The majority of the response must be a widening of the tax base, and I believe it should be a widening away from a concentration on taxation on income as the response to this but towards taxation on resources which give us long-term benefits in terms of how we develop as a society. We need, as the report states, short-term solutions that have a long-term logic and broadening our tax base to bring it closer to what exists in other northern European countries to which, in truth, we are closer as an economy must be the outcome of the next three to four years planning by the politicians in this House. In the interim, we will have to address the short-term deficit with further taxation and cuts in expenditure in the next two weeks. That is what the Government is doing, sitting down and trying to establish what is the best way to make that first short-term response.

There will be criticisms outside that there has been a series of events, such as the public service pension levy. Perhaps people in the public service felt that was unfair because they were the only ones suffering. However, last October people felt the withdrawal of the medical cards — subsequently reintroduced — was unfair because they were the ones bearing the unnecessary burden. The way those measures were introduced is a difficulty, but it was a response based on the need to react to an evolving situation, and it is still not easy to do that. It will never be easy for us to withdraw services that have been introduced or to introduce new taxes, but that is what must be done.

- - -

### PROBLEM SET
A - Can you repeat, word for word, everything in the passage on the tax base from "The majority of" down to "first short-term response."?
B - What does the passage on the tax base say in answer to each of these?
(i) Which countries' tax base should ours be brought closer to?
(ii) Within what period must the short-term deficit be addressed with further taxation and cuts in expenditure?
(iii) What was withdrawn last October and later reintroduced?

Dataset items
- - -

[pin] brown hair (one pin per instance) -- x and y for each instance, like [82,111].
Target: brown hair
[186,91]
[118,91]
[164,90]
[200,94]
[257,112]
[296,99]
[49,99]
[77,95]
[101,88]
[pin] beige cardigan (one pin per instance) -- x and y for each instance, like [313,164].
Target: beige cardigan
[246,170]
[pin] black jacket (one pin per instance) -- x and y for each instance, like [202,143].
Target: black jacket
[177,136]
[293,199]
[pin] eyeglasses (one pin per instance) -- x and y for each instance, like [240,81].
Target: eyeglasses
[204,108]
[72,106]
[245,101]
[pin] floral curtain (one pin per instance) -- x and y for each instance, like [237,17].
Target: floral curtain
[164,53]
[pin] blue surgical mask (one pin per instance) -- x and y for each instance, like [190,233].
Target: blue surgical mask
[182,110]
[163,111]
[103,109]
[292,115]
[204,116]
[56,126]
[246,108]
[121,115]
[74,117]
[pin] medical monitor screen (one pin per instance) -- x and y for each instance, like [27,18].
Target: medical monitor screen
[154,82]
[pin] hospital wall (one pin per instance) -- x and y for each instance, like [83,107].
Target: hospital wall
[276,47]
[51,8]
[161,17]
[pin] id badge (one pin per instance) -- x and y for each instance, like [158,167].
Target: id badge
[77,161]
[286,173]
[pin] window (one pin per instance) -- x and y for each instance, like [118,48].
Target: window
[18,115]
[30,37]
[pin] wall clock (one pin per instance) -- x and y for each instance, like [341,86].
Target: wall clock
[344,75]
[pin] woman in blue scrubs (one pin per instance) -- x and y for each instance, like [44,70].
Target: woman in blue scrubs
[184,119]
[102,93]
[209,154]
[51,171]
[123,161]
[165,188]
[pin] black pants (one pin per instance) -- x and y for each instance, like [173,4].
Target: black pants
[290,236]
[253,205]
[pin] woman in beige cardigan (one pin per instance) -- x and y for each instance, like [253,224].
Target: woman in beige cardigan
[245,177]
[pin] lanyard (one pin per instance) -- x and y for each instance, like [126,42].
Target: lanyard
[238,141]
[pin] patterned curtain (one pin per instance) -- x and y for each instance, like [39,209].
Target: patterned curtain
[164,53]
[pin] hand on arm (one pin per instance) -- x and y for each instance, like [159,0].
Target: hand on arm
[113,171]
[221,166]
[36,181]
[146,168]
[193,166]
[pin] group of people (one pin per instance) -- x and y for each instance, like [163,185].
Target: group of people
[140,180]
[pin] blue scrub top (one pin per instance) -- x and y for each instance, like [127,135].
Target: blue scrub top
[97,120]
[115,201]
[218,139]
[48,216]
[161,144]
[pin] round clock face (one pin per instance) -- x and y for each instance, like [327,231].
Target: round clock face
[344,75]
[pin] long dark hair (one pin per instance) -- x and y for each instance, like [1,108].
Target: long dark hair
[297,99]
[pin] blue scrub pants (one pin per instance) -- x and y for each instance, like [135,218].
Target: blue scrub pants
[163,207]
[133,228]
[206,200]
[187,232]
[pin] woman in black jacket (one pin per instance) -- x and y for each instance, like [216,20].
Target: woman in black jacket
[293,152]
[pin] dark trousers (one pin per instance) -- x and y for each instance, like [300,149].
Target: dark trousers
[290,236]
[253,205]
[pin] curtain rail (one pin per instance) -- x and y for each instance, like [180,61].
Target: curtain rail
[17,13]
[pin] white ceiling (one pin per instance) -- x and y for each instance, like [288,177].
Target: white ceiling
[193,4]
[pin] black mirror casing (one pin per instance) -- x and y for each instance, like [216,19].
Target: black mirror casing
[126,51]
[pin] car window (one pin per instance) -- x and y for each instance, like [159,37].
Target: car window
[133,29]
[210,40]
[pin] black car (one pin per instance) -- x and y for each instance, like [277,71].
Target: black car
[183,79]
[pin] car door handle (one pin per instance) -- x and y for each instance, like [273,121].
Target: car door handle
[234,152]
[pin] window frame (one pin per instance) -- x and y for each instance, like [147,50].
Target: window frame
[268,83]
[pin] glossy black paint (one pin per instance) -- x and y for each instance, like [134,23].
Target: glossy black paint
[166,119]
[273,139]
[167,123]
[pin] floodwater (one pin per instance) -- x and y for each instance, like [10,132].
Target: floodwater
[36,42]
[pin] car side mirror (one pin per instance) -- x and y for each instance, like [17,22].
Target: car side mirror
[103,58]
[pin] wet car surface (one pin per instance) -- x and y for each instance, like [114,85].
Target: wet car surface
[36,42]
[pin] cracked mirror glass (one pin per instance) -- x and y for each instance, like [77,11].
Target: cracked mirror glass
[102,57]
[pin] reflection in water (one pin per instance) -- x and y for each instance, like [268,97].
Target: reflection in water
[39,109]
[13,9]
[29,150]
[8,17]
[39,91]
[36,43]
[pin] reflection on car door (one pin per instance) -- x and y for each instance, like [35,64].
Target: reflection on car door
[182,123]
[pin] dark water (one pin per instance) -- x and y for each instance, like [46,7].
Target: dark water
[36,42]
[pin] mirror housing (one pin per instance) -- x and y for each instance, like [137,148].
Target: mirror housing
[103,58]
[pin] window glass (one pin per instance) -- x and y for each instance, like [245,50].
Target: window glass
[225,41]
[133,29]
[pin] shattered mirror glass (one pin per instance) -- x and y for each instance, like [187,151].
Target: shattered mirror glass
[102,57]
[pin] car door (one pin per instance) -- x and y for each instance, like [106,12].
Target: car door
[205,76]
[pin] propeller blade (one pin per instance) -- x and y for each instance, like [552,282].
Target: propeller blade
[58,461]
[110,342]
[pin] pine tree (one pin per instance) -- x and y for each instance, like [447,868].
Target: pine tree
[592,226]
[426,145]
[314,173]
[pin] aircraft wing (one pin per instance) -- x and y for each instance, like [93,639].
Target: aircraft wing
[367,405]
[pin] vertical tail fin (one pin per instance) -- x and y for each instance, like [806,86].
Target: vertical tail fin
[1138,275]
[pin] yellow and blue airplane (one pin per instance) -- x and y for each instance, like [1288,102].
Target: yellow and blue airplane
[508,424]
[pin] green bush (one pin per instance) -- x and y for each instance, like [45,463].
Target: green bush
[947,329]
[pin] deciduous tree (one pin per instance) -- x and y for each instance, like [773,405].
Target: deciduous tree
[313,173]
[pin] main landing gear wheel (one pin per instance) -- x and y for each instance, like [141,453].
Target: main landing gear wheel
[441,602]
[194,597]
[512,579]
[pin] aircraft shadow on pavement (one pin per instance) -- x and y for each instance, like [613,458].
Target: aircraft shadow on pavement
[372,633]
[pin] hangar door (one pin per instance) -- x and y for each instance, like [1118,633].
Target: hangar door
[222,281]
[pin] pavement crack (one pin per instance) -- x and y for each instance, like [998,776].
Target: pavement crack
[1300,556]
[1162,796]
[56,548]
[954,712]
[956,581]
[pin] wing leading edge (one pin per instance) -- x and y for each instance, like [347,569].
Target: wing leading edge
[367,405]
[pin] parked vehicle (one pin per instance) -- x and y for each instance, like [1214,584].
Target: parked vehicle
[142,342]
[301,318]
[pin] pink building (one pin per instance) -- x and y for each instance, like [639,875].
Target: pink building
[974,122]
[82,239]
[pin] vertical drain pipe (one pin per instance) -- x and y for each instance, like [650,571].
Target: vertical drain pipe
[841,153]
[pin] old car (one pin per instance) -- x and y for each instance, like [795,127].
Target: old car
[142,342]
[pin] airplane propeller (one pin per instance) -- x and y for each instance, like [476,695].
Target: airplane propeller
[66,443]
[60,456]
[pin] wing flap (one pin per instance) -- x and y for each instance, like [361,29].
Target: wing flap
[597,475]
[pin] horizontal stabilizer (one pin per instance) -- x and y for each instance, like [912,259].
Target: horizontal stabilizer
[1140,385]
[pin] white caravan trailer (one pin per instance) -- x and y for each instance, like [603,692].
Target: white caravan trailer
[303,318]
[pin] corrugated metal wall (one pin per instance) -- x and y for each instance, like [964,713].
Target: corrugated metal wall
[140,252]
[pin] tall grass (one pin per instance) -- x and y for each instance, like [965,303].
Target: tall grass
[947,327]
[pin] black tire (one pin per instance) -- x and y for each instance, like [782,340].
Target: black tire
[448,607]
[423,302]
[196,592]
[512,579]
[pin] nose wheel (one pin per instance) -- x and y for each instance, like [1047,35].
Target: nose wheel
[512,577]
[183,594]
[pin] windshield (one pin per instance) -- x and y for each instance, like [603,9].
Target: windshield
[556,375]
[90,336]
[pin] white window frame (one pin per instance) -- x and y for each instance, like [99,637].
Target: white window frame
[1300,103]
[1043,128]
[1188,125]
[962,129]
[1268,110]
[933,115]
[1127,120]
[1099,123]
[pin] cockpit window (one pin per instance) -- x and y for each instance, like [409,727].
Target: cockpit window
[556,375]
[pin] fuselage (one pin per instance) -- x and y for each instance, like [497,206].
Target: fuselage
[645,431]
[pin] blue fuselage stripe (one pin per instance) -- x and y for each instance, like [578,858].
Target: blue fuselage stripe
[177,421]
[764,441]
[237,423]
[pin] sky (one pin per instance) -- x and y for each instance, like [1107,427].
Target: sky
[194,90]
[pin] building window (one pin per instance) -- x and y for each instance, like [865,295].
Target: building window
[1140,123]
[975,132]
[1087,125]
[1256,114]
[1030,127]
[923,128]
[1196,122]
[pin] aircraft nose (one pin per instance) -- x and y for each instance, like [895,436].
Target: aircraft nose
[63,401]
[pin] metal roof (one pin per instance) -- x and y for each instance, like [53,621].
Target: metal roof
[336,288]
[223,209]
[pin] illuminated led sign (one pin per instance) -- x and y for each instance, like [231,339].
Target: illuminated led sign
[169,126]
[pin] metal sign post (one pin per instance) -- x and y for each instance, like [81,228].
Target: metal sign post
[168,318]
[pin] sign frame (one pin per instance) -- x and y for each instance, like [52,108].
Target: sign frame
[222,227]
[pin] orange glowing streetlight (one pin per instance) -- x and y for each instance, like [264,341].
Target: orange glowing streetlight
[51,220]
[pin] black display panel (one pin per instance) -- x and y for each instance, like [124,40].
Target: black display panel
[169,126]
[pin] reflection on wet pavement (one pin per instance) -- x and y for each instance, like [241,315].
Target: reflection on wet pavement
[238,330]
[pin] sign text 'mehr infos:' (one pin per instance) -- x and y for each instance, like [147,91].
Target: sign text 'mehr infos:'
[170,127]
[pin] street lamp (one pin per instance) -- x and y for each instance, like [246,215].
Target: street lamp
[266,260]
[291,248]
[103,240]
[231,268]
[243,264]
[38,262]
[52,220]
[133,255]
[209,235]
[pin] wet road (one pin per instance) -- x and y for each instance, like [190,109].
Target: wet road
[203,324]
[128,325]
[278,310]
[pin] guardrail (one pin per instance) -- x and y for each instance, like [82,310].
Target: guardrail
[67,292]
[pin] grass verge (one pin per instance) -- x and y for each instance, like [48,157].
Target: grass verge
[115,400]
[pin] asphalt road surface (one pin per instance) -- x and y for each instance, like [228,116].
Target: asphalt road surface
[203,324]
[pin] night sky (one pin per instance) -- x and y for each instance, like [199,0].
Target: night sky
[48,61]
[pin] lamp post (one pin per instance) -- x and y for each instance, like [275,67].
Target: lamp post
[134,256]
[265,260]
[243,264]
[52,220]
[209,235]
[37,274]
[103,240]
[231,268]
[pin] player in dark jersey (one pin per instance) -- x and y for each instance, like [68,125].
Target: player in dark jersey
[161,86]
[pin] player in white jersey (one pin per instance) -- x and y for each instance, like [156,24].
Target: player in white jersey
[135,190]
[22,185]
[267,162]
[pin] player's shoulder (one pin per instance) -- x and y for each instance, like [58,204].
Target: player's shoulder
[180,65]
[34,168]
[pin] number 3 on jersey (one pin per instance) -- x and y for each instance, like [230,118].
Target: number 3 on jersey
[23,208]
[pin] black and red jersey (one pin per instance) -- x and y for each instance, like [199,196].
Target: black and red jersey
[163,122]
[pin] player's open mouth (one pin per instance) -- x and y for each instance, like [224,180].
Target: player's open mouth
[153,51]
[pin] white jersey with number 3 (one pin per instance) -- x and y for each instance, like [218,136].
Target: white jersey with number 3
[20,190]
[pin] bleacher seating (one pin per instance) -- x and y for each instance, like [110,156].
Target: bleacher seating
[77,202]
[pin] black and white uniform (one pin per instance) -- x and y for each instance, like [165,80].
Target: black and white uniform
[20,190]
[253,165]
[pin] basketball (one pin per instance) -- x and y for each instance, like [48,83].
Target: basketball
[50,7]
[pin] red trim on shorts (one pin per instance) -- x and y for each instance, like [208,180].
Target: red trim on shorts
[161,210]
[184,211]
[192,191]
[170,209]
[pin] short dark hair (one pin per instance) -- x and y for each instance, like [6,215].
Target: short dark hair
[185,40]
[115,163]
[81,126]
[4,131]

- - -

### EXERCISE RESULTS
A -
The majority of the response must be a widening of the tax base, and I believe it should be a widening away from a concentration on taxation on income as the response to this but towards taxation on resources which give us long-term benefits in terms of how we develop as a society. We need, as the report states, short-term solutions that have a long-term logic and broadening our tax base to bring it closer to what exists in other northern European countries to which, in truth, we are closer as an economy must be the outcome of the next three to four years planning by the politicians in this House. In the interim, we will have to address the short-term deficit with further taxation and cuts in expenditure in the next two weeks. That is what the Government is doing, sitting down and trying to establish what is the best way to make that first short-term response.

B -
(i) Other northern European countries.
(ii) The next two weeks.
(iii) The medical cards.